AUSGANGSTEXT:
^^^^
KI soll medizinische Daten in der elektronischen Patientenakte automatisch strukturieren

Berlin – Künstliche Intelligenz (KI) soll medizinische Daten aus der Versorgung künftig in strukturierte Daten überführen können. Daran arbeitet eine Forschungsgruppe am Fraunhofer-Institut für Experimentelles Software Engineering (IESE) in Kaiserslautern. Das Projekt habe das Potenzial, die Nutzung der elektronischen Patientenakte (ePA) auf eine neue Stufe zu heben.
Beim dreijährigen Forschungsprojekt „FHIR-Starter“ will ein Konsortium einen Softwaredienst entwickeln, der medizinische Daten mithilfe von Large Language Models (LLMs) und Natural Language Processing (NLP) aus Volltextdokumenten wie pdf-Dateien automatisch analysieren und in standardisierte Datenformate überführen kann.
Dabei sollen der europaweit verwendete medizinische Datenstandard FHIR und die Kodiersysteme LOINC und SNOMED-CT verwendet werden. Dadurch entstehe ein großes Potenzial, um Gesundheitsdaten effektiv nutzen zu können und den Datenaustausch zwischen Softwaresystemen im Gesundheitswesen zu unterstützen.
^^^^
ERFASSTE DATEN:
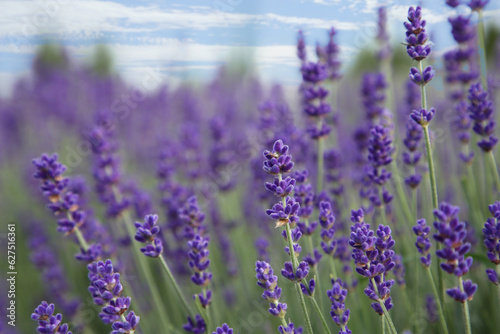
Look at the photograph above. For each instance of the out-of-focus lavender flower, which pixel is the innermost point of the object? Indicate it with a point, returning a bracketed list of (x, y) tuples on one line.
[(373, 256), (399, 270), (451, 233), (290, 329), (314, 98), (63, 203), (301, 47), (481, 112), (491, 235), (423, 116), (224, 329), (46, 262), (477, 5), (48, 323), (385, 49), (106, 290), (147, 233), (272, 293), (339, 313), (423, 243), (304, 196), (416, 36), (106, 169), (411, 158), (198, 248), (196, 326), (431, 307)]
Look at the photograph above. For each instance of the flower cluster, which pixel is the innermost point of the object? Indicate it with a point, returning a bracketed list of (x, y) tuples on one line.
[(198, 249), (411, 158), (327, 221), (380, 151), (423, 243), (304, 196), (491, 235), (48, 323), (339, 313), (373, 257), (147, 233), (224, 329), (63, 202), (106, 289), (272, 292), (481, 113), (54, 188), (451, 233), (106, 169), (416, 36), (373, 86)]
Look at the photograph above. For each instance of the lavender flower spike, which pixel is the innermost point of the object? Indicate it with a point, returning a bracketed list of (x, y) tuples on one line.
[(272, 293), (224, 329), (48, 323), (339, 313), (491, 234), (148, 233), (106, 290)]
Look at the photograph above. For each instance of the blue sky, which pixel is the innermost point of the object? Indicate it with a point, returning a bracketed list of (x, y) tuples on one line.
[(190, 38)]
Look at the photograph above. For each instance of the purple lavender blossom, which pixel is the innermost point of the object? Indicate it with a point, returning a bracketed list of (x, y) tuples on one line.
[(147, 233), (451, 233), (196, 326), (411, 158), (63, 203), (339, 313), (373, 88), (272, 293), (106, 169), (423, 243), (224, 329), (301, 47), (314, 98), (290, 329), (477, 5), (198, 249), (373, 256), (481, 112), (106, 290), (416, 36), (48, 323), (491, 235), (382, 34), (380, 151)]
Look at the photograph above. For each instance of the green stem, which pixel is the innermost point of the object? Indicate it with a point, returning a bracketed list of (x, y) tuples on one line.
[(432, 172), (439, 305), (322, 318), (319, 181), (303, 306), (494, 169), (466, 309), (173, 282), (482, 50)]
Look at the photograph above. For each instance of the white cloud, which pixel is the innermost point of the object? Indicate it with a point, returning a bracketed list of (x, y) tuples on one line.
[(88, 18)]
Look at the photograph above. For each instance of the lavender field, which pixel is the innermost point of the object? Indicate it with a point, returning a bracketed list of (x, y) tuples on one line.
[(364, 199)]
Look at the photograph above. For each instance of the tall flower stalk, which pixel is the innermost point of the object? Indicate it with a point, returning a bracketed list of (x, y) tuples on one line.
[(278, 162)]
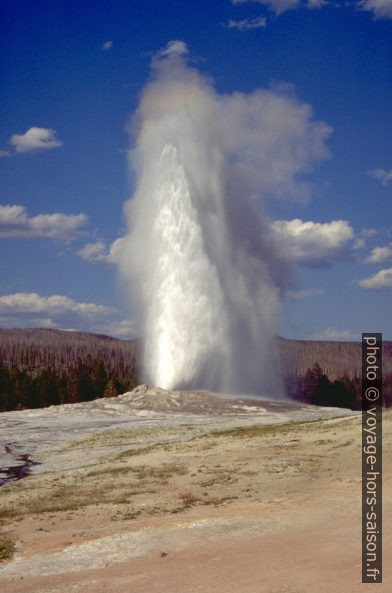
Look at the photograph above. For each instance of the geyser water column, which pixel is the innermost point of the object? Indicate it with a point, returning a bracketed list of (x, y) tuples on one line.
[(198, 255)]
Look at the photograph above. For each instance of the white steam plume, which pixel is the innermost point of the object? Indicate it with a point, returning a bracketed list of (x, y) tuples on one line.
[(204, 271)]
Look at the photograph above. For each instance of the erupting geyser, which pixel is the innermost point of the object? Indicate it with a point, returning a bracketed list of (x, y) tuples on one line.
[(199, 256)]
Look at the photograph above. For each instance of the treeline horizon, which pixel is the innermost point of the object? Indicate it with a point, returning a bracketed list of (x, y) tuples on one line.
[(43, 367)]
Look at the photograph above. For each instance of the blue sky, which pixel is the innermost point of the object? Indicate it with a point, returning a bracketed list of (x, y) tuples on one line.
[(71, 74)]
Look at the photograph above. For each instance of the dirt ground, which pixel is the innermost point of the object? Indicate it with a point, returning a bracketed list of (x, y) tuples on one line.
[(251, 509)]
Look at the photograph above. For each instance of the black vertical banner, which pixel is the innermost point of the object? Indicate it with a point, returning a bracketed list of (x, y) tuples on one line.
[(372, 458)]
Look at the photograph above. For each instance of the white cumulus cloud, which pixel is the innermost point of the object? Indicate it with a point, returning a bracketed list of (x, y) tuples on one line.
[(382, 175), (247, 24), (15, 222), (314, 243), (32, 302), (35, 139), (380, 255), (316, 3), (382, 9), (33, 310), (379, 280), (97, 252)]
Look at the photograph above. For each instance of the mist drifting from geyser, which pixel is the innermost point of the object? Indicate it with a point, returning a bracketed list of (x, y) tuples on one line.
[(203, 267)]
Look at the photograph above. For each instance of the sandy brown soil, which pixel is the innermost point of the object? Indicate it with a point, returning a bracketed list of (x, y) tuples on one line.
[(274, 509)]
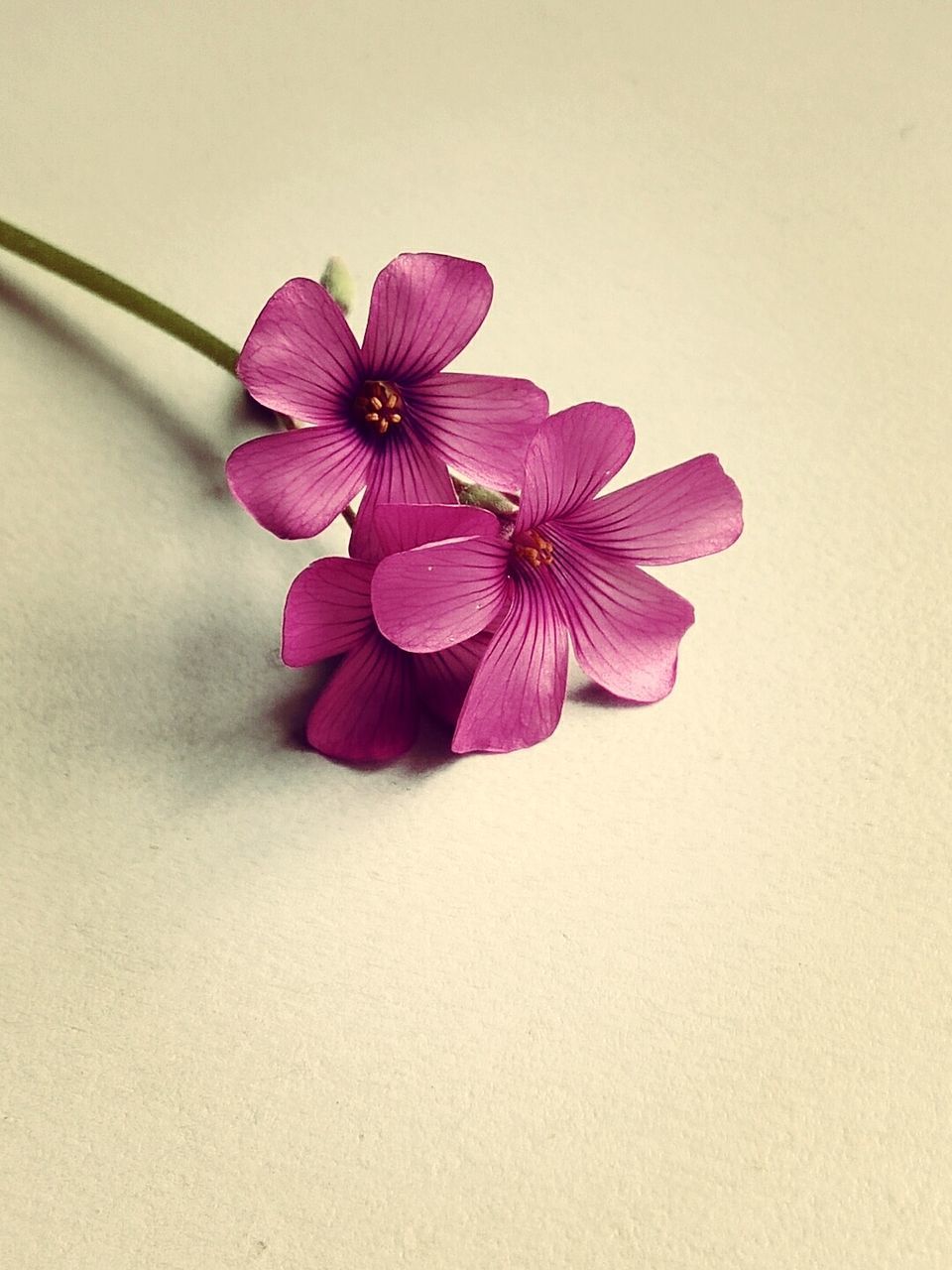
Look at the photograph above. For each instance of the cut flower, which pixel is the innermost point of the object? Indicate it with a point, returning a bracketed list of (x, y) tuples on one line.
[(384, 416), (370, 707), (567, 567)]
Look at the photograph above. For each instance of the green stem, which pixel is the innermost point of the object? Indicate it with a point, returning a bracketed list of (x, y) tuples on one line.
[(121, 294)]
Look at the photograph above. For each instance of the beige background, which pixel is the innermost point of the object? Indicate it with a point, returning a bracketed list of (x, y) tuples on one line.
[(670, 989)]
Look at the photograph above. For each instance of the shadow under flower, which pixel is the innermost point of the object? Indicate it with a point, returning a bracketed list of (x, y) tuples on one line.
[(594, 695), (70, 338), (429, 753)]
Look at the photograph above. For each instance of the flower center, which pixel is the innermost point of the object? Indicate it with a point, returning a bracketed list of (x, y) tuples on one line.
[(534, 549), (379, 405)]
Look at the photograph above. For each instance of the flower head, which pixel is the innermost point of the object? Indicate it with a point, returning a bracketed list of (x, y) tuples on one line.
[(384, 416), (370, 708), (567, 568)]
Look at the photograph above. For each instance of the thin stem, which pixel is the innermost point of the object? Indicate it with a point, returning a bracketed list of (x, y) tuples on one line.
[(107, 287)]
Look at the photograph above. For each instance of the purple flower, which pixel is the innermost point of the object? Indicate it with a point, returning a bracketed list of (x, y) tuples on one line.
[(569, 568), (382, 416), (370, 708)]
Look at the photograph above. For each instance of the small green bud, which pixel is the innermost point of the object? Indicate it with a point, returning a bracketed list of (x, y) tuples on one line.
[(338, 284), (479, 495)]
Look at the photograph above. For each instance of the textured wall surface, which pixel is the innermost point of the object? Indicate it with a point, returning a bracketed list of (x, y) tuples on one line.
[(671, 989)]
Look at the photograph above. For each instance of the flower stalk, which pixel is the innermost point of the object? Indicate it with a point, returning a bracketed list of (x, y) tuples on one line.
[(105, 286)]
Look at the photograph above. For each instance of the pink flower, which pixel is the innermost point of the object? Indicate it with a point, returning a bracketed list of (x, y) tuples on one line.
[(370, 708), (382, 416), (569, 568)]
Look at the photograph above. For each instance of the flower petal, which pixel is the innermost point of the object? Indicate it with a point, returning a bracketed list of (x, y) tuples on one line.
[(368, 711), (518, 690), (436, 595), (327, 611), (682, 513), (571, 457), (481, 425), (625, 625), (403, 470), (444, 677), (402, 526), (424, 310), (295, 483), (301, 356)]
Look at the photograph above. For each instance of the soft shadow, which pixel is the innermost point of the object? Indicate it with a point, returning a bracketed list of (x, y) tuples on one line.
[(594, 695), (290, 714), (73, 340), (429, 753)]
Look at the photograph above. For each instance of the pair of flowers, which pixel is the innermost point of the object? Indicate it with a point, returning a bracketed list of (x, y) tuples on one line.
[(458, 608)]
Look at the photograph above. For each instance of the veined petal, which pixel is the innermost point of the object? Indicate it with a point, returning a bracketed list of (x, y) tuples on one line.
[(301, 356), (625, 625), (368, 711), (327, 611), (481, 425), (403, 470), (571, 457), (424, 310), (402, 526), (295, 483), (444, 677), (518, 690), (439, 594), (682, 513)]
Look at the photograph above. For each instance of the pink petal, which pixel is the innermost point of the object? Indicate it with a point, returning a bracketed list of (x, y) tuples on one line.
[(518, 690), (368, 711), (436, 595), (682, 513), (571, 457), (403, 470), (625, 625), (481, 425), (327, 611), (400, 526), (444, 679), (295, 483), (301, 357), (424, 310)]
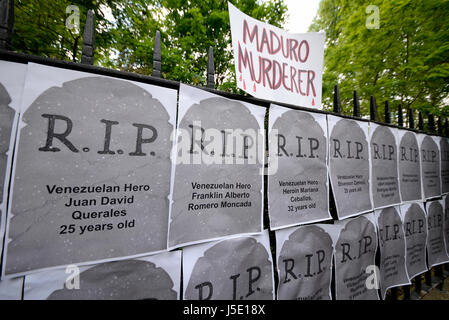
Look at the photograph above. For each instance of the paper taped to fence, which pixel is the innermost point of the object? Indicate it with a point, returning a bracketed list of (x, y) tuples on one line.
^^^^
AUFGABEN:
A: Beantworte die folgenden Fragen zum Ausgangstext, jede in einer eigenen Zeile:
(i) An welchem Institut arbeitet die Forschungsgruppe?
(ii) Wie lange läuft das Forschungsprojekt „FHIR-Starter“?
(iii) Welche Kodiersysteme sollen dabei verwendet werden?
B: Gib den Abschnitt des Ausgangstexts von „KI soll medizinische“ bis einschließlich „Datenformate überführen kann.“ wortgetreu wieder.

ERWARTETE ANTWORTEN:
A:
(i) Am Fraunhofer-Institut für Experimentelles Software Engineering (IESE) in Kaiserslautern.
(ii) Drei Jahre.
(iii) LOINC und SNOMED-CT.

B:
KI soll medizinische Daten in der elektronischen Patientenakte automatisch strukturieren

Berlin – Künstliche Intelligenz (KI) soll medizinische Daten aus der Versorgung künftig in strukturierte Daten überführen können. Daran arbeitet eine Forschungsgruppe am Fraunhofer-Institut für Experimentelles Software Engineering (IESE) in Kaiserslautern. Das Projekt habe das Potenzial, die Nutzung der elektronischen Patientenakte (ePA) auf eine neue Stufe zu heben.
Beim dreijährigen Forschungsprojekt „FHIR-Starter“ will ein Konsortium einen Softwaredienst entwickeln, der medizinische Daten mithilfe von Large Language Models (LLMs) und Natural Language Processing (NLP) aus Volltextdokumenten wie pdf-Dateien automatisch analysieren und in standardisierte Datenformate überführen kann.